Information shown »

⁂

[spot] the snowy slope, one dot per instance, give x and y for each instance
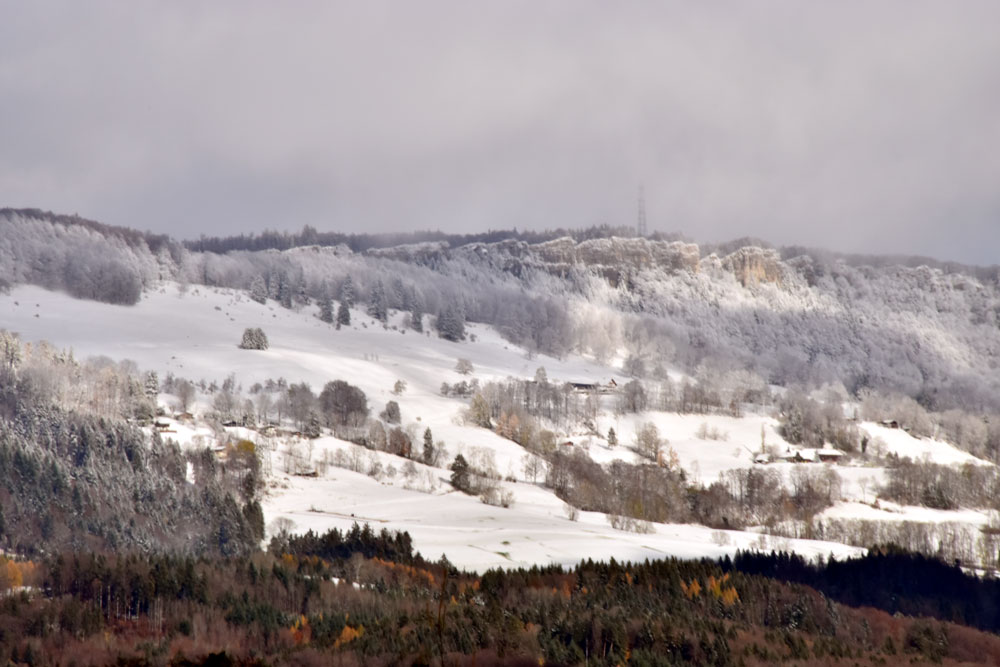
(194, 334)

⁂

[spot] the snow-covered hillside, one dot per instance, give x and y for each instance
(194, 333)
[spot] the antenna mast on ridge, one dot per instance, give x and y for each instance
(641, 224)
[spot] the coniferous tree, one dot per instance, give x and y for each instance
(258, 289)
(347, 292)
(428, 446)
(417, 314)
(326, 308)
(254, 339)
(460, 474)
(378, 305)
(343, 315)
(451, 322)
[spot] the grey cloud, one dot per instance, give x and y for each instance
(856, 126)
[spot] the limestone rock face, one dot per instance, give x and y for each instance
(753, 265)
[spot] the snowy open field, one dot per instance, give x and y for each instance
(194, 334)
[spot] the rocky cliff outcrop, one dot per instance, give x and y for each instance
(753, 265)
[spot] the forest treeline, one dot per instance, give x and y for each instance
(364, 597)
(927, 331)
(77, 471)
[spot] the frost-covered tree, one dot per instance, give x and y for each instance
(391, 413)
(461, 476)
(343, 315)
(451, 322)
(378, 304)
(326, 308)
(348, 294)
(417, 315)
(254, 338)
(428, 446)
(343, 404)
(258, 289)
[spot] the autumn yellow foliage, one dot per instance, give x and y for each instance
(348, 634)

⁂

Given instruction » Gather every line from the rows above that contains the string "covered", treating uppercase and lowercase as different.

Full answer »
[spot] the snow-covered hillside, one dot per instance, give x and y for each instance
[spot] the frost-covered tree, one dot per instance, give x and y for each instance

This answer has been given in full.